Region labeling records
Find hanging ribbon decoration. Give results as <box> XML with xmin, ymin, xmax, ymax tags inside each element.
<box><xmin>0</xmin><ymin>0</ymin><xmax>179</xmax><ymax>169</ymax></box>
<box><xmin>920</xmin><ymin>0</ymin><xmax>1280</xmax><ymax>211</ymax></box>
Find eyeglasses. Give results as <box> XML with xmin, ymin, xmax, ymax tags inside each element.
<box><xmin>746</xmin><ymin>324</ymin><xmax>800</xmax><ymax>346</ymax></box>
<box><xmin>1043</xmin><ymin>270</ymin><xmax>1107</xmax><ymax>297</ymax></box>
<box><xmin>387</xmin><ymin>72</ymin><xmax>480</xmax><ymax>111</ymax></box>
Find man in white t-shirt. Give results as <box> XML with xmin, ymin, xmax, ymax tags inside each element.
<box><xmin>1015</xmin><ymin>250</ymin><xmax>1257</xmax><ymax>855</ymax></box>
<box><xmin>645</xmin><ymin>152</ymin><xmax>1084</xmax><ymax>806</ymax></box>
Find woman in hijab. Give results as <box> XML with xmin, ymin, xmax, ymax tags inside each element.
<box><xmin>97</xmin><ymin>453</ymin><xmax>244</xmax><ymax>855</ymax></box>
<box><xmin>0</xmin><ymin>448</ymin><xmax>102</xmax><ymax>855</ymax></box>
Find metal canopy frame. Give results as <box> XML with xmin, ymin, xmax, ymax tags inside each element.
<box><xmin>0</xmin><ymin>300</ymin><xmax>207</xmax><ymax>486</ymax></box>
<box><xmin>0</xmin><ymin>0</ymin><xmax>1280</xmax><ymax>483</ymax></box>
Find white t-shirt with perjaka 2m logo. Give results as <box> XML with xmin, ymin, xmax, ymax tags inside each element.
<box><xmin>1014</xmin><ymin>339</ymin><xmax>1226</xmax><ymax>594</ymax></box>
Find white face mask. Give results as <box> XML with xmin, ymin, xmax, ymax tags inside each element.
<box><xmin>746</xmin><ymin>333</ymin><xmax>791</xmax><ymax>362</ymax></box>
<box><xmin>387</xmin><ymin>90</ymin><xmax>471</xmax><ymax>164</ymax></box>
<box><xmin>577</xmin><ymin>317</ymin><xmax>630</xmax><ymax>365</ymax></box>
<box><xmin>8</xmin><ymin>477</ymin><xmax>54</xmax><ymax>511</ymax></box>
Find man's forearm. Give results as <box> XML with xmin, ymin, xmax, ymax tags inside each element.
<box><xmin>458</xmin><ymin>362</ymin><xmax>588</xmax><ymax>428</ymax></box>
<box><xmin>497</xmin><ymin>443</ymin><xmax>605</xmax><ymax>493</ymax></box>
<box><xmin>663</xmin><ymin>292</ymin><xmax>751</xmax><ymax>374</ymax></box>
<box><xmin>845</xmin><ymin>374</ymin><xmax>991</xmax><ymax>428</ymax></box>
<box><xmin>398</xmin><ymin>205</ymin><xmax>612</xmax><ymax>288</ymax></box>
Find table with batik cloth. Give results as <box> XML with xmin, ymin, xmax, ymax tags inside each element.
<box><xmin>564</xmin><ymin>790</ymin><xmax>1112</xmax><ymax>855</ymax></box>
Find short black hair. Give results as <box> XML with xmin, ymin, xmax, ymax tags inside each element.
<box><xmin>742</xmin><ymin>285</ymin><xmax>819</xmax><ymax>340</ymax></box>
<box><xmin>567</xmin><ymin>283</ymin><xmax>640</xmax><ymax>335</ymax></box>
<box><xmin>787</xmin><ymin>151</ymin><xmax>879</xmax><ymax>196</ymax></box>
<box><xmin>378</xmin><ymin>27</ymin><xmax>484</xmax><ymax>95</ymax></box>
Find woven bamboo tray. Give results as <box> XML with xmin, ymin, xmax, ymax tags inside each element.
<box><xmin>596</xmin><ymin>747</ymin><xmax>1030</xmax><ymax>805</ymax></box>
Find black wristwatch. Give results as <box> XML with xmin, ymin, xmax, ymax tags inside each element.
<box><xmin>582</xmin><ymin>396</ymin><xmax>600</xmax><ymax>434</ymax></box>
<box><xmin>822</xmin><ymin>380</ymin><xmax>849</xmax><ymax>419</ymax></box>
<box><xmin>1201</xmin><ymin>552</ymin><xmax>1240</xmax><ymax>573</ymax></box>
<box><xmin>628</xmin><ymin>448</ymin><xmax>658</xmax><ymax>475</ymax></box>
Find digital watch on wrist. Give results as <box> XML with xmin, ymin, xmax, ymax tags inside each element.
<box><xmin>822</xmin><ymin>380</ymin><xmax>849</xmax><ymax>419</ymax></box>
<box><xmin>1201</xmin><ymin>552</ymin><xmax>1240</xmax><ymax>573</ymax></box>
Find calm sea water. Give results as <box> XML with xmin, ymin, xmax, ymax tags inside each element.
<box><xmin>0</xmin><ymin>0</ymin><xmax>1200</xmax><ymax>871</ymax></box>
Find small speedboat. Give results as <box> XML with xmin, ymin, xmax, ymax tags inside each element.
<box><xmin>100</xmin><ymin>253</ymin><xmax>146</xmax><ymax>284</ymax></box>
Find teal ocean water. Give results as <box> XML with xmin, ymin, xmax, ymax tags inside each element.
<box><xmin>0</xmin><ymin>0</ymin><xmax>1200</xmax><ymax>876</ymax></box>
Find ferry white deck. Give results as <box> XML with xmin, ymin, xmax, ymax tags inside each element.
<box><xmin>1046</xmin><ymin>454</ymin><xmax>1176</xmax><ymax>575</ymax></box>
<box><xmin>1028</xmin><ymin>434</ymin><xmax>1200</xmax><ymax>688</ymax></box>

Short problem:
Make a verbatim copy of every entry shown above.

Complete response:
Find hanging ribbon decoration. Give results as <box> XML with xmin, ymin, xmax, ymax tags inside each element.
<box><xmin>0</xmin><ymin>0</ymin><xmax>179</xmax><ymax>169</ymax></box>
<box><xmin>920</xmin><ymin>0</ymin><xmax>1280</xmax><ymax>211</ymax></box>
Find eyeglasses. Give results as <box> XML with xmin, ymin, xmax, ymax tags inside each element.
<box><xmin>746</xmin><ymin>324</ymin><xmax>800</xmax><ymax>346</ymax></box>
<box><xmin>1043</xmin><ymin>270</ymin><xmax>1107</xmax><ymax>297</ymax></box>
<box><xmin>387</xmin><ymin>72</ymin><xmax>480</xmax><ymax>111</ymax></box>
Find man in white t-shirt. Give results as <box> XML with xmin, ymin, xmax, ymax tags inside each element.
<box><xmin>1015</xmin><ymin>250</ymin><xmax>1257</xmax><ymax>855</ymax></box>
<box><xmin>645</xmin><ymin>152</ymin><xmax>1084</xmax><ymax>806</ymax></box>
Find woman in hijab. Give results as <box> XML with xmin, ymin, xmax, ymax tags inside each element.
<box><xmin>97</xmin><ymin>453</ymin><xmax>244</xmax><ymax>855</ymax></box>
<box><xmin>0</xmin><ymin>448</ymin><xmax>102</xmax><ymax>855</ymax></box>
Find metal canopy frame. Give results as <box> XML with xmin, ymin, xmax, ymax tags inside each element.
<box><xmin>0</xmin><ymin>300</ymin><xmax>207</xmax><ymax>486</ymax></box>
<box><xmin>0</xmin><ymin>0</ymin><xmax>1280</xmax><ymax>483</ymax></box>
Find white t-shirt with perjaka 2m logo. Give results as <box> XML with xmin, ymin, xmax, ymax tags inside each element.
<box><xmin>1014</xmin><ymin>339</ymin><xmax>1226</xmax><ymax>594</ymax></box>
Find white face mask. Give results as <box> XML with xmin, ymin, xmax, ymax tags inside each element.
<box><xmin>746</xmin><ymin>333</ymin><xmax>791</xmax><ymax>362</ymax></box>
<box><xmin>387</xmin><ymin>90</ymin><xmax>471</xmax><ymax>164</ymax></box>
<box><xmin>577</xmin><ymin>317</ymin><xmax>630</xmax><ymax>365</ymax></box>
<box><xmin>8</xmin><ymin>477</ymin><xmax>54</xmax><ymax>511</ymax></box>
Find man's forearm. Give results as <box> XML with xmin, ymin, xmax, ymax tags inside each element.
<box><xmin>458</xmin><ymin>362</ymin><xmax>588</xmax><ymax>428</ymax></box>
<box><xmin>497</xmin><ymin>443</ymin><xmax>605</xmax><ymax>493</ymax></box>
<box><xmin>663</xmin><ymin>292</ymin><xmax>751</xmax><ymax>374</ymax></box>
<box><xmin>845</xmin><ymin>374</ymin><xmax>991</xmax><ymax>428</ymax></box>
<box><xmin>398</xmin><ymin>205</ymin><xmax>612</xmax><ymax>288</ymax></box>
Find table with batik cloth. Give results as <box> XML with xmin, ymin, xmax, ymax tags inside each element.
<box><xmin>564</xmin><ymin>790</ymin><xmax>1112</xmax><ymax>855</ymax></box>
Find short black hair. Give results as <box> XML with xmin, ymin, xmax, ymax tags inside each element.
<box><xmin>742</xmin><ymin>285</ymin><xmax>819</xmax><ymax>340</ymax></box>
<box><xmin>567</xmin><ymin>283</ymin><xmax>640</xmax><ymax>335</ymax></box>
<box><xmin>787</xmin><ymin>151</ymin><xmax>879</xmax><ymax>196</ymax></box>
<box><xmin>378</xmin><ymin>27</ymin><xmax>484</xmax><ymax>95</ymax></box>
Find woven bamboo tray. Give results as <box> XML with xmin, ymin, xmax, ymax tags inside each element.
<box><xmin>596</xmin><ymin>747</ymin><xmax>1030</xmax><ymax>805</ymax></box>
Find black wristwatch. Give results as <box> XML with xmin, ymin, xmax, ymax tags inside each element.
<box><xmin>582</xmin><ymin>396</ymin><xmax>600</xmax><ymax>434</ymax></box>
<box><xmin>822</xmin><ymin>380</ymin><xmax>849</xmax><ymax>419</ymax></box>
<box><xmin>1201</xmin><ymin>552</ymin><xmax>1240</xmax><ymax>573</ymax></box>
<box><xmin>628</xmin><ymin>448</ymin><xmax>658</xmax><ymax>475</ymax></box>
Find digital watch on wrist. Give results as <box> XML with xmin, ymin, xmax, ymax tags inside each element.
<box><xmin>822</xmin><ymin>380</ymin><xmax>849</xmax><ymax>419</ymax></box>
<box><xmin>1201</xmin><ymin>552</ymin><xmax>1240</xmax><ymax>573</ymax></box>
Find calm sea water. Give results as <box> XML with xmin, ymin, xmax, ymax tags inside each element.
<box><xmin>0</xmin><ymin>0</ymin><xmax>1200</xmax><ymax>871</ymax></box>
Find small speedboat. Give results as <box> XML with xmin, ymin, xmax, ymax tags inside each element.
<box><xmin>100</xmin><ymin>253</ymin><xmax>146</xmax><ymax>284</ymax></box>
Find teal ocean water. Give results as <box> XML with xmin, ymin, xmax, ymax tags inside each element.
<box><xmin>0</xmin><ymin>0</ymin><xmax>1200</xmax><ymax>876</ymax></box>
Find ferry white deck. Give results as <box> XML with xmin, ymin, xmax, ymax tags inside each element.
<box><xmin>1046</xmin><ymin>454</ymin><xmax>1176</xmax><ymax>575</ymax></box>
<box><xmin>1028</xmin><ymin>434</ymin><xmax>1200</xmax><ymax>688</ymax></box>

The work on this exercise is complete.